# TEKS BACAAN
Sabtu, 11 Januari 2014

Biarlah Hal Itu Terjadi



Pesta Pembabtisan Tuhan
Yes 42:1-4.6-7, Kis 10:34-38, Mat 3:13-17

Ada yang disebut rasa 'pekewuh' dalam bahasa Jawa. Luas penafsiran atas istilah ini, dan sebagian berhubungan dengan kata 'ewuh' (Jw.) yang berarti repot. 'Pekewuh' menggambarkan rasa tidak enak atau sungkan terhadap orang lain yang mungkin jadi repot karena sikap atau tindakan kita. Tentu saja istilah ini pun sering dikritik karena dianggap tidak mengembangkan kepercayaan diri dan daya juang seseorang. Tetapi, di sisi lain yang lebih positif, rasa 'pekewuh' sebetulnya melatih kepekaan kita dan mendorong sikap rendah hati. Justru karena rasa perasaan ini, kita bisa lebih tahu diri dan kembali pada posisi atau peran yang sebaiknya kita ambil.

Apa yang terjadi kalau rasa sungkan itu tidak ada? Akibatnya antara lain ialah orang jadi kehilangan kepekaan untuk melayani, ingin didahulukan dalam setiap kesempatan, terlalu gengsi untuk menyadari kekeliruannya dan minta maaf atas hal itu. Contoh yang sering dijumpai ialah pada antrian di depan kasir. Ketika ada yang tidak memperhatikan dengan baik dan masuk antrian dari arah yang salah, beberapa orang yang melihat merasa sungkan untuk menegur. Kalaupun orang itu ditegur, ada dua kemungkinan: ia minta maaf dan berpindah tempat, atau bermuka masam dan bergeming di tempatnya. Yang terakhir ini menunjukkan perlunya rasa tidak enak itu.

Bagi jemaat Kristen perdana, pembaptisan Yesus oleh Yohanes Pembaptis adalah persoalan tersendiri. Dalam keempat Injil peristiwa yang problematik ini dituliskan dengan tekanan yang berbeda-beda. Markus menekankan suara Allah dari surga dalam kalimat pasif. Lukas hanya menulis bahwa Yesus dibaptis, tapi tidak disebutkan bahwa Yohanes Pembaptis yang melakukannya. Yohanes Penginjil bahkan tidak menyebutkan apapun tentang pembaptisan Yesus selain bahwa Roh Kudus turun seperti merpati. Matius, yang kita dengar hari ini, menambahkan dialog Yesus dan Yohanes Pembaptis yang merasa sungkan dan berusaha "mencegah-Nya". Yohanes benar dalam hal baptisan hanya untuk pendosa, tapi mungkin ia kurang paham kehendak Allah.

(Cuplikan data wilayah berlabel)
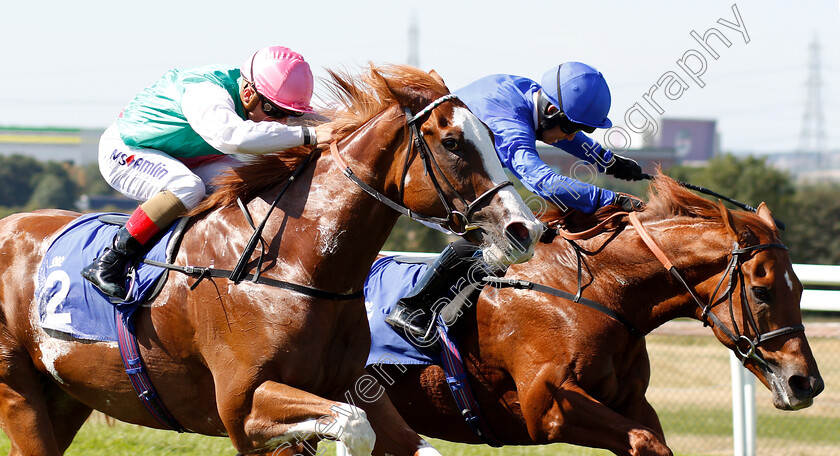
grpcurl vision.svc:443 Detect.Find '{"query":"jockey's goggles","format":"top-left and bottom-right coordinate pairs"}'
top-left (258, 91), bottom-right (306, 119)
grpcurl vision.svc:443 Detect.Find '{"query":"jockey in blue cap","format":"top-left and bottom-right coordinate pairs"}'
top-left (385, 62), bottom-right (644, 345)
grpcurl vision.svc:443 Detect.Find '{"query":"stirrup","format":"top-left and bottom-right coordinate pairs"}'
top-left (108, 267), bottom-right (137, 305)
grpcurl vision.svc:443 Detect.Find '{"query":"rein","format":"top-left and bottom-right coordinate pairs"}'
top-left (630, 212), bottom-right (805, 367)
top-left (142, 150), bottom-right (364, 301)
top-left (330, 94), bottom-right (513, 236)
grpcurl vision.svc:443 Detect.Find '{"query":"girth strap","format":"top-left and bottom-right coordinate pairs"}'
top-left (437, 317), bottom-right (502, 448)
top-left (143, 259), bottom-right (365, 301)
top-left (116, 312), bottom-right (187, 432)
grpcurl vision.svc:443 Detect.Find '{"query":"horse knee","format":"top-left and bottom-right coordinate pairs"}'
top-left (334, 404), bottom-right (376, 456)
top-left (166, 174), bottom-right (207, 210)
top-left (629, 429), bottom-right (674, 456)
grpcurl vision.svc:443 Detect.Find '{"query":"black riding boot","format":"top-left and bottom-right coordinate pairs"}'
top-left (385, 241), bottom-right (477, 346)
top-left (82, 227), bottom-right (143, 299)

...

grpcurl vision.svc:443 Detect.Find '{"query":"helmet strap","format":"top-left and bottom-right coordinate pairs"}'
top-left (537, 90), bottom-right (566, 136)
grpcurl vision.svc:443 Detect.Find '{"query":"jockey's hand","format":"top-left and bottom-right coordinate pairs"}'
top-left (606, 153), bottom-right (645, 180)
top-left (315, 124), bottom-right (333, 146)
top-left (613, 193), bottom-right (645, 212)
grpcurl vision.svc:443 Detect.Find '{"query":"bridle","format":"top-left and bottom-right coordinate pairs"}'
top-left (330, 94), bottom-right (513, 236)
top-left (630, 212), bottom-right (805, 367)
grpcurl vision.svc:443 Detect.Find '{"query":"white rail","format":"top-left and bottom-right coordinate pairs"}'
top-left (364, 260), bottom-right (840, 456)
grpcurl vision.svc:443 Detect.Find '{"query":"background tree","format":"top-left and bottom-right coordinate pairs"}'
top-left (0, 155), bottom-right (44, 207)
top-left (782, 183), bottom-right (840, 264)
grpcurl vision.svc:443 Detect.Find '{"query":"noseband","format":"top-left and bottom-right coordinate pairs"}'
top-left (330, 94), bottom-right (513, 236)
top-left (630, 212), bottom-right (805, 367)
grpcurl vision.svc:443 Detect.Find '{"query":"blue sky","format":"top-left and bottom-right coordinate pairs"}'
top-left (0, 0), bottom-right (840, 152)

* * *

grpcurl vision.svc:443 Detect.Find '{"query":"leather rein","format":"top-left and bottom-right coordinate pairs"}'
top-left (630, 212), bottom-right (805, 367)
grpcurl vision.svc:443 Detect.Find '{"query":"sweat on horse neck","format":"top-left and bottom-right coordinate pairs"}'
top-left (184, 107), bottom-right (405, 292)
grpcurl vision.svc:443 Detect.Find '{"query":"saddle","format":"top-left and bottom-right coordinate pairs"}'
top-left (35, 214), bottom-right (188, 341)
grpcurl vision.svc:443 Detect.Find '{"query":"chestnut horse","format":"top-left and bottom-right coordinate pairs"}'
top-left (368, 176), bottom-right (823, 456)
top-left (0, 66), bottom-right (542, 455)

# PETUNJUK PENGERJAAN
#1 Jawablah pertanyaan berikut berdasarkan teks bacaan.
(a) Hari dan tanggal apa yang tercantum di bagian paling atas?
(b) Apa arti kata 'ewuh' dalam bahasa Jawa?
(c) Penginjil mana yang menekankan suara Allah dari surga dalam kalimat pasif?
#2 Sebutkan semua penulis Injil yang disebut dalam teks bacaan ketika membahas pembaptisan Yesus.
#3 Menurut teks bacaan, mengapa istilah 'pekewuh' sering dikritik? Jawablah dalam satu sampai tiga kalimat.

# JAWABAN SETIAP TUGAS
#1
(a) Sabtu, 11 Januari 2014.
(b) Repot.
(c) Markus.

#2 Markus, Lukas, Yohanes Penginjil, dan Matius.

#3 Istilah 'pekewuh' sering dikritik karena dianggap tidak mengembangkan kepercayaan diri dan daya juang seseorang.